- [Task goal]: Copy word for word the part of the passage on the Victoria crowned pigeon that opens with the words containing "The Victoria crowned pigeon is hunted" and closes with "as Near Threatened.".

- [Extract to read]:
+ + + + + + +

It got its name from British Monarch Queen Victoria. The Victoria crowned pigeon is one of nature’s most spectacular creations. The largest species of pigeon in the world is also the prettiest with a blue-laced crest adorning its head.
Native to New Guinea, this unique bird mostly feds on fallen fruits, mainly figs and berries, and also insects. Even though they have been long bred in captivity, their numbers are rapidly dwindling because of poaching and loss of habitat.
The Victoria crowned pigeon is hunted both for its meat and feathers. Their population has decimated to such an extent that they are now listed under the Red List of Threatened Species as Near Threatened.
The Red List is drawn up by the International Union for Conservation of Nature and is the most comprehensive inventory in the world of the conservation status of biological species.
The Victoria-crowned pigeon doesn’t resemble the normal pigeon in any way. It has a spectacular crown on its head that sets of its bright blue feathers.
This large bird species can grow into one-third the size of the turkey. The Victoria crowned pigeon is rarely seen in its natural habitat as its numbers have dwindled alarmingly due to hunting and deforestation.
The Victoria Crowned Pigeon In Not A Very Prolific Breeder
The Victoria crowned pigeon is also not the most prolific of breeders with the female laying just one egg in a mating season. Their mating ritual is unique and elaborate as can be expected to form such a beautiful bird.

+ + + + + + +

- [Listed entries]:
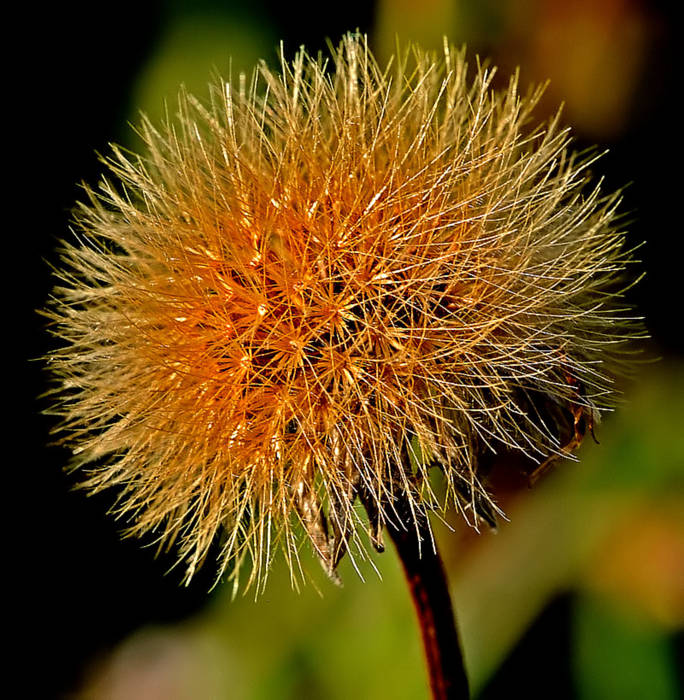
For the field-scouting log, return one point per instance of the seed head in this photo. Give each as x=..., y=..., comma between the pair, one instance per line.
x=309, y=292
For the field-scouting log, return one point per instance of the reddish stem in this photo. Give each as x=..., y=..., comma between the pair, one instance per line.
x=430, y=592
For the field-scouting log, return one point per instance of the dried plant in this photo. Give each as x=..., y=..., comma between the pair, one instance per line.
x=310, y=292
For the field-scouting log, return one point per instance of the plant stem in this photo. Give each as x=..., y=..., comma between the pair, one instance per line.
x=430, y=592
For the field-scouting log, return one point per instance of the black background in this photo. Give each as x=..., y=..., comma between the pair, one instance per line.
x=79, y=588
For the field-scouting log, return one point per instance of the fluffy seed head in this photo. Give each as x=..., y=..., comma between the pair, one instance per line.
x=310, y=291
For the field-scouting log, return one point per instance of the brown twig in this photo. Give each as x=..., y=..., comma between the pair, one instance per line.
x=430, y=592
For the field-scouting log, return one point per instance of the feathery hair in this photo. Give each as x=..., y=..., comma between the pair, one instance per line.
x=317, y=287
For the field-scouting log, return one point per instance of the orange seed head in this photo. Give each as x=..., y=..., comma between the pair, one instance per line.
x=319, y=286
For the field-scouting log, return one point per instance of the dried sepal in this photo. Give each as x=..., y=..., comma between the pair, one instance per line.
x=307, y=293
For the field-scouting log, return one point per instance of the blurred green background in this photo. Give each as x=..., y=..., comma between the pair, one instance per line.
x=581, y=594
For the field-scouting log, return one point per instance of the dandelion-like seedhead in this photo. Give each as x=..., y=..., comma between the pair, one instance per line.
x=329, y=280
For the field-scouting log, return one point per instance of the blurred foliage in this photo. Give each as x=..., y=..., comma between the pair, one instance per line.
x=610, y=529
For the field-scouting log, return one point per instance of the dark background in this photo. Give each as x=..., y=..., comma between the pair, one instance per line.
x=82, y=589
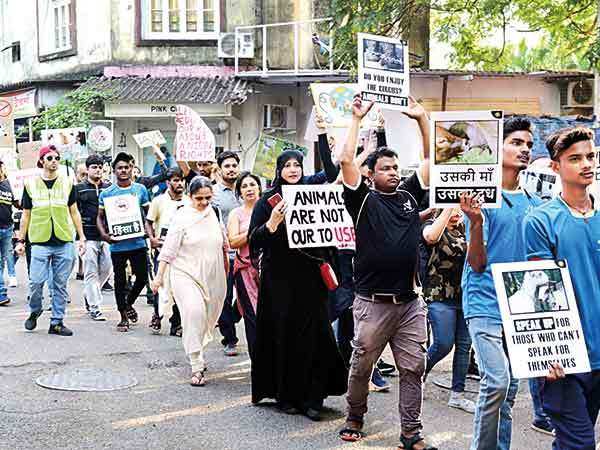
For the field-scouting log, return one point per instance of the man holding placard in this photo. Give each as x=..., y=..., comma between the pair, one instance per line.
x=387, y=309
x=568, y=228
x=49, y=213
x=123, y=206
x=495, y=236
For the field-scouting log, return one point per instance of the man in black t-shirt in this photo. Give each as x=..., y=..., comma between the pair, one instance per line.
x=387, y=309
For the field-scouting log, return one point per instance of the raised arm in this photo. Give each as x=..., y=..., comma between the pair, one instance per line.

+ + + + + + +

- [Answer]:
The Victoria crowned pigeon is hunted both for its meat and feathers. Their population has decimated to such an extent that they are now listed under the Red List of Threatened Species as Near Threatened.